### Task set
1) How many lines of the records contain the string "decorative"? Reply with the number alone.
2) Carry on the passage below on corporate liability for human rights impacts, starting after its final sentence.

### Excerpt to read
Information contained in this publication is intended for informational purposes only and does not constitute legal advice or opinion, nor is it a substitute for the professional judgment of an attorney.
An ongoing debate exists regarding the nature and extent to which transnational companies should be held directly and legally liable for human rights impacts. Much of this debate has involved calls for additional regulation to impose top-down requirements, and associated liability, for larger transnational companies to police or otherwise bear responsibility for the actions of smaller businesses with whom they partner throughout the world. One such effort is spearheaded by a United Nations (“UN”) working group, which recently took additional steps towards drafting a multilateral treaty on business and human rights that may seek to impose liability on companies for not only their actions, but also the actions of their global business partners.

[Spatial annotation records]
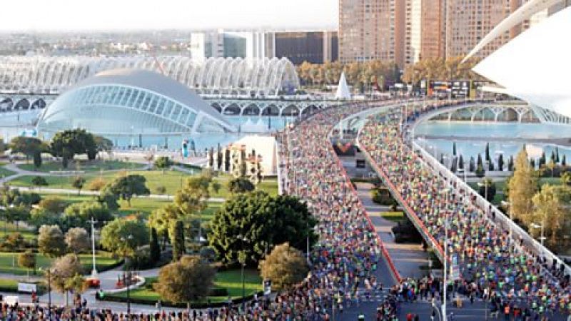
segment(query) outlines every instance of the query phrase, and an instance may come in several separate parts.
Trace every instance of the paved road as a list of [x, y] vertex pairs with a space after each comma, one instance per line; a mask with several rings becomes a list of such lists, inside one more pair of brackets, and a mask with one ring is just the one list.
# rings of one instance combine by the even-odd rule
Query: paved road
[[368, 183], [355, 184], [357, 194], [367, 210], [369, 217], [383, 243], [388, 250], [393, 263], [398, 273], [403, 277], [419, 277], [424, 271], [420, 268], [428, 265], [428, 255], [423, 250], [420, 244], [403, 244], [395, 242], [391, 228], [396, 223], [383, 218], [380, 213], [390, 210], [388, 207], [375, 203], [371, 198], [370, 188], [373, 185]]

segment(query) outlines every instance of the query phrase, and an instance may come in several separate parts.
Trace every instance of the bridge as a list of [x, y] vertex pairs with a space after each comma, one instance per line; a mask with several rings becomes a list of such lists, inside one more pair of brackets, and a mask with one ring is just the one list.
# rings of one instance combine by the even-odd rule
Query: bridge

...

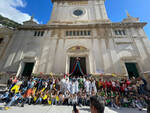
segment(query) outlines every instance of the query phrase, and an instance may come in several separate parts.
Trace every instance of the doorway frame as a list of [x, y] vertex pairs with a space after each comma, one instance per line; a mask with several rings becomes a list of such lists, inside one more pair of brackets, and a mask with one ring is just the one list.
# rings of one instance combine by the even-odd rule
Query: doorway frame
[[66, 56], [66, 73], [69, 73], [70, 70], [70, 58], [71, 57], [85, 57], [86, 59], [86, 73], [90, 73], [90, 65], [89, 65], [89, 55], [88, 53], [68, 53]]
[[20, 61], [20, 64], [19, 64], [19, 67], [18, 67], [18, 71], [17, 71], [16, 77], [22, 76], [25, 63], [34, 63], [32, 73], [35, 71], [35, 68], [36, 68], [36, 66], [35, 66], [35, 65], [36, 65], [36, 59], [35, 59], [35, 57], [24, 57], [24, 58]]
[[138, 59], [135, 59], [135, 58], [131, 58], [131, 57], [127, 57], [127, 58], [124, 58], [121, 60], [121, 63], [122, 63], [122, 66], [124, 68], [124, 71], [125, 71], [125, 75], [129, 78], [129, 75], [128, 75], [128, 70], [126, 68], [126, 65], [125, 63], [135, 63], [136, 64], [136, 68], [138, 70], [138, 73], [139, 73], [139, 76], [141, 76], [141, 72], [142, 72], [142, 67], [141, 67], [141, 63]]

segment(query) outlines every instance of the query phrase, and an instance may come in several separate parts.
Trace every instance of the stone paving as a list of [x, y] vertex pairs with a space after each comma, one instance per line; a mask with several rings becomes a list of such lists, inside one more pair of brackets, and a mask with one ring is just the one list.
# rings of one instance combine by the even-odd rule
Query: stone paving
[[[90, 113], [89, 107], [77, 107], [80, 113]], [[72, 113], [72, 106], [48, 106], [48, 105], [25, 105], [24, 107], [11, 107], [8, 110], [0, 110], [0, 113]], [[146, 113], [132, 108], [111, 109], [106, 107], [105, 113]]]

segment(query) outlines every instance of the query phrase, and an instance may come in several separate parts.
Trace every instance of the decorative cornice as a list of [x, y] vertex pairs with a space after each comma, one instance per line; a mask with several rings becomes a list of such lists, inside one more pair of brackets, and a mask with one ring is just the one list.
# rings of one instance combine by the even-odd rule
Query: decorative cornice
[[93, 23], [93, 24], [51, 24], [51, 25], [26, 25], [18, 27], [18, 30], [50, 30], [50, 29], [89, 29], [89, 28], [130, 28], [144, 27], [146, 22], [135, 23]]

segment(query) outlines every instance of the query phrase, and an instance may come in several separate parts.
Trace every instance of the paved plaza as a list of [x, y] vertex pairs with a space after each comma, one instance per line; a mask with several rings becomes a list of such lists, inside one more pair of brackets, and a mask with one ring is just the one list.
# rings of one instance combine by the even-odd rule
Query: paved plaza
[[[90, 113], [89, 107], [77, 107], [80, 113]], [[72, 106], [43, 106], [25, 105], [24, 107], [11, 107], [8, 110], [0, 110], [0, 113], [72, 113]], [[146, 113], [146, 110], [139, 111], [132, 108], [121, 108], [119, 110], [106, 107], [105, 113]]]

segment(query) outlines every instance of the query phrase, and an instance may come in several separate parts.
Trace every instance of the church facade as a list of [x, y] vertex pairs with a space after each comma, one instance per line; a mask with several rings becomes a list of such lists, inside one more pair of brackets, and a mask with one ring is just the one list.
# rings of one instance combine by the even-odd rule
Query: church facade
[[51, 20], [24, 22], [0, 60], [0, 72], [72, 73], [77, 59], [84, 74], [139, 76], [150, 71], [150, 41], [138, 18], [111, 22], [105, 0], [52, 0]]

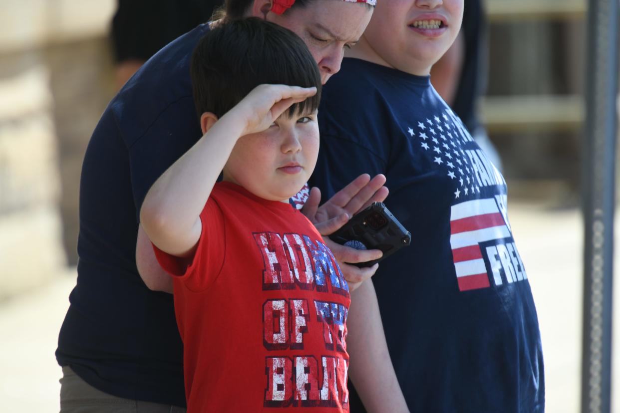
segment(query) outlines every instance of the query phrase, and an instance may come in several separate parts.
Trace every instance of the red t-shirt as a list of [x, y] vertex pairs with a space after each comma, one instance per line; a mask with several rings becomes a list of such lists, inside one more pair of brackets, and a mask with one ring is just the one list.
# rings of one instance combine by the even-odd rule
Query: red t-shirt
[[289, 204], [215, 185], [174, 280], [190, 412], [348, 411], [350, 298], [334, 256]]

### The responses
1) 2

2)
While this proposed treaty is far from being finalized, its suggested scope and potential impact create a noteworthy chapter in the ongoing debate about how business and human rights issues should be legislated.
Background to the Treaty Process
Since their introduction in 2011, the UN Guiding Principles on Business and Human Rights (the “UN Guiding Principles”) have provided a set of guidelines for UN Member States and business to address, mitigate, and, as necessary and appropriate, remedy human rights abuses committed within business operations.1 Multi-national companies have made great strides in complying with these UN Guiding Principles, implementing a wide array of thoughtful policies and practices to address human rights abuses in their operations. These efforts include policy statements committing to respecting human rights, identifying operations that pose a risk for susceptibility to human rights abuses, implementing zero-tolerance policies for such abuses in business-partner selection procedures, and training stakeholders on identifying and preventing abuses.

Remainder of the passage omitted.